### [INSTRUCTION]
Scale the entries starting with the line that contains "If you could pin the number" and going on through the last line of the entries, writing out each of those lines again with the wording unchanged. Multiply every coordinate by 0.6 and round it to a whole number, rounding halves up.

##############################

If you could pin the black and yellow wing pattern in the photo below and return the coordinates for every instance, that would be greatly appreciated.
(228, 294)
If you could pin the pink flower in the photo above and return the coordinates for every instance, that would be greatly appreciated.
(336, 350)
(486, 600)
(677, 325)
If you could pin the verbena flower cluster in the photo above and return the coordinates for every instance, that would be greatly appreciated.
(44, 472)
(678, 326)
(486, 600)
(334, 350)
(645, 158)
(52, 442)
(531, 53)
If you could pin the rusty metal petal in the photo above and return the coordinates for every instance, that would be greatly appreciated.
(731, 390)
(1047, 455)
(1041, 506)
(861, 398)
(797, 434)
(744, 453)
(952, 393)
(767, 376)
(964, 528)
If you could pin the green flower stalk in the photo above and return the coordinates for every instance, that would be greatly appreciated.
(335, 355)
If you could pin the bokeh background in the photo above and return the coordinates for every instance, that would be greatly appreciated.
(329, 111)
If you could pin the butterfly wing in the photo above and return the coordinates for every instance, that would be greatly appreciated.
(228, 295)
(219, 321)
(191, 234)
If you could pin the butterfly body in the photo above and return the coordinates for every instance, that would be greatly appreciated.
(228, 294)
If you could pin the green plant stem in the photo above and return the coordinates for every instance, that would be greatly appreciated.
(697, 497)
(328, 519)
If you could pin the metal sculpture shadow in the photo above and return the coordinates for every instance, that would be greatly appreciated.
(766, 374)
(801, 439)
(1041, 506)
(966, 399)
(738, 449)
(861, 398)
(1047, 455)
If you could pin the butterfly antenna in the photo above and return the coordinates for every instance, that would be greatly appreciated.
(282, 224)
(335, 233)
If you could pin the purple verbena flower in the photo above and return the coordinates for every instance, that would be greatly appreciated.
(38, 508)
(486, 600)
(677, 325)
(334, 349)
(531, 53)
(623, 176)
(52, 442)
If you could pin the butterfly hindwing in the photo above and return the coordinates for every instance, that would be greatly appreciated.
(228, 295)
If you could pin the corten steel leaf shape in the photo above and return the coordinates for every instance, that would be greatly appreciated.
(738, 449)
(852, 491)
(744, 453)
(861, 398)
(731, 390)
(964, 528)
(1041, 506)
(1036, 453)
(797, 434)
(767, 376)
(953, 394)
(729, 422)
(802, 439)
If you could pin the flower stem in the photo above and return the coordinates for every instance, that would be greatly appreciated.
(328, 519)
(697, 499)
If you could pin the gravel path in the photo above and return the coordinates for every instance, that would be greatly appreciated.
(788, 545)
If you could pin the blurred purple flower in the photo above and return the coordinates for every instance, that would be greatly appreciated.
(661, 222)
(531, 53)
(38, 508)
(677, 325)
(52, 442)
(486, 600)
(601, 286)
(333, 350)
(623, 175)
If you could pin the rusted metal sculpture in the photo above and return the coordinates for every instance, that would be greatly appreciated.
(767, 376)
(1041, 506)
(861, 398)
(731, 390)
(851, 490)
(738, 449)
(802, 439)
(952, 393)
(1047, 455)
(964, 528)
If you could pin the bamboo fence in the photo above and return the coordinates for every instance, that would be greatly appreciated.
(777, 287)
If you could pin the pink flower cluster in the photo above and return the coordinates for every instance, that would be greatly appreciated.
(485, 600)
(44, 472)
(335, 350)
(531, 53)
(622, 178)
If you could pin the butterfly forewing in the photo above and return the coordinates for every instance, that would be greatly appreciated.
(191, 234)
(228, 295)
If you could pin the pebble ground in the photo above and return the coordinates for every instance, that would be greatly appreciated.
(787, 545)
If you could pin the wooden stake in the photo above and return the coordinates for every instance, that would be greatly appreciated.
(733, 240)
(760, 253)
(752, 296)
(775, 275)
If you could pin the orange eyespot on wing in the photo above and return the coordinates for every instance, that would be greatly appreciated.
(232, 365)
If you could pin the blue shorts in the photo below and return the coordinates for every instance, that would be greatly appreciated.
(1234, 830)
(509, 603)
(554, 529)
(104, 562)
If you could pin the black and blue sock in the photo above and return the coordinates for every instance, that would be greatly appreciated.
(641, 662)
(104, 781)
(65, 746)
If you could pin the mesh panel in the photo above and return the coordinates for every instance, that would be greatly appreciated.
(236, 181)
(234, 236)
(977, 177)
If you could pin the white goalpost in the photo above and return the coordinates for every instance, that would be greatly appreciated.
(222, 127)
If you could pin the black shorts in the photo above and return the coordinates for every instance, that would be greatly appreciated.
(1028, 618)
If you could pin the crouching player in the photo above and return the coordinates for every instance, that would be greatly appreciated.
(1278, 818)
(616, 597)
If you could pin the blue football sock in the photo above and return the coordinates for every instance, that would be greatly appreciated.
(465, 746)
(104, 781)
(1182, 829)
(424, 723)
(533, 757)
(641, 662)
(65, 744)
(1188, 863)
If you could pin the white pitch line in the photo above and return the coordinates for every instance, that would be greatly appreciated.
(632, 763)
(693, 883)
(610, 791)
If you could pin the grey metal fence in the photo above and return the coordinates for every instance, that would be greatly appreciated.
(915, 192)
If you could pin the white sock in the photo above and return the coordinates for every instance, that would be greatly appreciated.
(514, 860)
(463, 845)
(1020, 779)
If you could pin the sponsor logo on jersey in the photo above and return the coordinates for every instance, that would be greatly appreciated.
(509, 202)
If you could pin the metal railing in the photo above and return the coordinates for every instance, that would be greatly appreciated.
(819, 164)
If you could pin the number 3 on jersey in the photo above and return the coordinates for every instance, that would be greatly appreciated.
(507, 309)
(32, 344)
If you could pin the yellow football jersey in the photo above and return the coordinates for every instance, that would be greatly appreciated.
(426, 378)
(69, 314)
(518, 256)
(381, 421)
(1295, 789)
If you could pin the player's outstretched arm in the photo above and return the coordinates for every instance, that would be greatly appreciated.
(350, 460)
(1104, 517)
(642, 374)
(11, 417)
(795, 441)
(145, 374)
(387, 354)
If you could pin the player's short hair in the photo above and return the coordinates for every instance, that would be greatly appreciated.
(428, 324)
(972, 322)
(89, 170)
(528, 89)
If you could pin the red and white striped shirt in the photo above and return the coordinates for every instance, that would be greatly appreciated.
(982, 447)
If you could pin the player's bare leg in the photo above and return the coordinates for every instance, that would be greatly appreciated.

##############################

### [SOLUTION]
If you could pin the number 3 on jersey in the photo above and return the coordinates for every instance, that would be greatly appreciated.
(304, 185)
(19, 206)
If you could pin the yellow football jersey in the photo above and return the coordinates for every instance, that would be greatly appreciated.
(256, 227)
(41, 188)
(311, 154)
(229, 253)
(777, 473)
If you could pin the player's outstretched arm in the photo above and return the coordinates for every instance, that would be greatly appreciated.
(210, 276)
(662, 310)
(385, 224)
(7, 250)
(477, 265)
(87, 224)
(232, 212)
If you could pin the player's short hair in the photo above and return the coordinates for every instance, that would be greatly appreciated.
(257, 194)
(583, 193)
(53, 102)
(317, 53)
If you could pin the red and white striped shirt in the photo above and return the coordinates for every instance, that would be greatly appreciated.
(589, 268)
If you could pin the player's bare leg in the photo above and return the coordinates for every instance, that would be greatly appreciated.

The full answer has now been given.